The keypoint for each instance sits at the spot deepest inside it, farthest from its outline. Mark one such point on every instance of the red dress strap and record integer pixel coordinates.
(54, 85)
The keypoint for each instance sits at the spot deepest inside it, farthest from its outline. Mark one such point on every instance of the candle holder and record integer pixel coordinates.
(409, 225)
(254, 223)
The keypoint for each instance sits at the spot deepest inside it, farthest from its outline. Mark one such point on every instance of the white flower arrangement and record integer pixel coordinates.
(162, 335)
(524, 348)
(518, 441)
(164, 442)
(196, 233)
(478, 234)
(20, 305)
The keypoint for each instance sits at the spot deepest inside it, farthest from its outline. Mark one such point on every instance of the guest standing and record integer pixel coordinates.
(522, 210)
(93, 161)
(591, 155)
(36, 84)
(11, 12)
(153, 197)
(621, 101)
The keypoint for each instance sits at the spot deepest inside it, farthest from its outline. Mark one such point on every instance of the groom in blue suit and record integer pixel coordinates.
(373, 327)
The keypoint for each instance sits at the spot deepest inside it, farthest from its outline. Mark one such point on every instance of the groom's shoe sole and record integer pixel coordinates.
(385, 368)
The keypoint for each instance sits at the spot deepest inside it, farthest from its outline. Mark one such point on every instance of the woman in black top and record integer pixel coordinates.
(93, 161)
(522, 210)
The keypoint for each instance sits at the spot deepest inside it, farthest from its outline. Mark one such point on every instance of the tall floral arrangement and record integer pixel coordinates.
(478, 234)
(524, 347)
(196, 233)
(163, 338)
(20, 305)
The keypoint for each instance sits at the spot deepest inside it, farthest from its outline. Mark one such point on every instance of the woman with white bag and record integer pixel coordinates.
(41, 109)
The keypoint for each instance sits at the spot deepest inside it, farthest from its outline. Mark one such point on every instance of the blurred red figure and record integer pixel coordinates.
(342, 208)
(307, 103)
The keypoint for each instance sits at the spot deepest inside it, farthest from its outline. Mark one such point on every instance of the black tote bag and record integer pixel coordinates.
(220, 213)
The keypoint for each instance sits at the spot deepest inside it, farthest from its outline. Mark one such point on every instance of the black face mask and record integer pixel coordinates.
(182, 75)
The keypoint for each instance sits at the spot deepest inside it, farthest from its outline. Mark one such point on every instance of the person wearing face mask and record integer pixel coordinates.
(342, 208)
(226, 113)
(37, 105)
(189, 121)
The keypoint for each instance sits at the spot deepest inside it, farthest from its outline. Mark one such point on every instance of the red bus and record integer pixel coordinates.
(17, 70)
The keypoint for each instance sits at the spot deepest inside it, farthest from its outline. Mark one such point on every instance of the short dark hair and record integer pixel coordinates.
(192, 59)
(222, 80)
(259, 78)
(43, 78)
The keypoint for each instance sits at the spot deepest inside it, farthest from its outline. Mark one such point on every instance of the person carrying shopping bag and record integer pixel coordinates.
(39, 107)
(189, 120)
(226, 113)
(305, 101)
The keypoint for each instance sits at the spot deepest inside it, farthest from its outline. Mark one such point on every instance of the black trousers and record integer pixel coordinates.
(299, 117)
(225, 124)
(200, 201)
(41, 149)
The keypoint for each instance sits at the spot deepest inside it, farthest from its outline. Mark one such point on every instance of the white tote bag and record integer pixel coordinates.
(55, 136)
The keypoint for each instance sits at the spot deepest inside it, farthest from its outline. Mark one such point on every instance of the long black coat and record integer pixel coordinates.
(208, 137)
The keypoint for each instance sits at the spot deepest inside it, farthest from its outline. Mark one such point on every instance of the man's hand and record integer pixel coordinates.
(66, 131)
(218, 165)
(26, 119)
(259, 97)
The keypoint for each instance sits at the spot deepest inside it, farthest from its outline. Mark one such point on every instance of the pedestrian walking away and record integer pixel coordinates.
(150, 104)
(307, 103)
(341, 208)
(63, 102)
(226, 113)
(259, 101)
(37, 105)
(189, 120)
____
■ Your goal
Please write the data above out again, exactly the same.

■ Answer to this problem
The keypoint for each instance sits at the spot deepest inside it, farthest from its outline. Mark one such point on every instance of the red dress strap and record integer pixel coordinates.
(54, 85)
The keypoint for each instance sits at the spot deepest inside it, farthest from its outline. Mark one such point on every instance of the candle holder and record integer pixel coordinates.
(409, 225)
(254, 223)
The keypoint for each instance sits at the spot deepest inside it, farthest from its outline. Mark one such point on every instance of the white flower arrangement and record integer pixel coordinates.
(162, 335)
(524, 348)
(518, 441)
(164, 442)
(196, 233)
(478, 234)
(20, 305)
The keypoint for each instance sits at the spot deepest inside it, farthest from its outline. Mark one such point on every instance of the guest standing and record integer pixel coordinates.
(522, 210)
(93, 161)
(591, 155)
(36, 84)
(11, 12)
(153, 197)
(621, 101)
The keypoint for each instance sits at the spot deepest inside it, farthest from its outline. Mark one such point on every instance of the groom in blue suit and record integer pixel coordinates.
(373, 327)
The keypoint for each instance sits at the spot deepest inside it, farthest from its outline. Mark one such point on every instance of the groom's shoe sole and record integer pixel coordinates.
(385, 368)
The keypoint for each instance sits at the spot deepest inside it, farthest from its outline. Mark one such point on every instance of the woman in black top and record integer pixel coordinates.
(93, 161)
(522, 210)
The keypoint for each instance sits at the spot deepest inside it, farthest from its outline. Mark one such point on every instance of the tall floral arrangement and record integer pixel coordinates.
(478, 234)
(524, 347)
(196, 233)
(163, 338)
(20, 305)
The keypoint for each instance sits at the spot deepest inside it, farthest from its outline. Mark one such point on every instance of the woman with white bag and record integer pixel coordinates.
(41, 109)
The keypoint for each instance sits at the spot deepest inside it, farthest from its outline. Mark one such point on every instance of the blurred red figure and record integer pixel coordinates.
(342, 208)
(307, 103)
The keypoint for each instance sits at the spot deepest inside it, farthest from its outline. Mark one such point on every instance of the black tote bag and record integer pixel coordinates.
(220, 213)
The keypoint for each instance sits at the spot deepest inside it, farthest from its outline. Mark one such point on every instance of the black face mask and record integer pixel coordinates.
(182, 75)
The keypoint for each instance sits at the spot deepest inside it, farthest from its outline. Mark one such point on every instance of the person wearing face mask and record integer pixel coordinates.
(342, 208)
(226, 113)
(37, 105)
(189, 121)
The keypoint for each instance sits at the spot deepest inside it, farthest from its outline. Mark one such point on every instance of the red bus and record integer pixel coordinates.
(17, 70)
The keypoint for each instance sits at the spot deepest inside it, farthest from its outline. Mark one such point on every instance of the short dark hair and record integer pixel coordinates.
(192, 59)
(222, 80)
(259, 78)
(43, 78)
The keypoint for each instance sits at the spot deepest inside it, farthest from its outline. Mark one such point on every instance of the person carrying shopping bag and record integer pixel coordinates.
(39, 107)
(189, 120)
(226, 113)
(305, 101)
The keypoint for each instance sits at the spot deepest inside it, farthest from its outline. Mark one such point on every instance of the black trousers and record integer pixel coordinates.
(299, 117)
(225, 124)
(200, 201)
(41, 149)
The keypoint for each instance sits at the spot deepest inside it, farthest from its outline. Mark one such point on every instance of the white tote bag and record integer pixel coordinates.
(55, 136)
The keypoint for each instance sits at the spot deepest inside it, farthest from its outline. Mark one such point on every instance of the long black coat and record integer pixel coordinates.
(208, 137)
The keypoint for each instance sits at the spot deepest inside it, farthest from its outline. Mark one such point on every instance of the man's hand and record integer pixel coordinates.
(66, 131)
(218, 165)
(26, 119)
(259, 97)
The keypoint for each instance sits at the spot deepest inside it, farthest from its outline. Mark one such point on every instance of the pedestrian walking away and record integer pixel coordinates.
(150, 104)
(307, 103)
(341, 208)
(63, 102)
(226, 113)
(259, 101)
(37, 105)
(189, 120)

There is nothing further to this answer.